Point-per-instance localization data:

* * * *

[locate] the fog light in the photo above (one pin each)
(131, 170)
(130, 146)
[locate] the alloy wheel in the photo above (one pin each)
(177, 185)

* * * *

PROBLEM TO SOLVE: Retype exactly. Start at the line with "[locate] the alloy" and stop at the last line of the data.

WORKED SOLUTION:
[locate] the alloy wheel in the photo above (one pin each)
(177, 185)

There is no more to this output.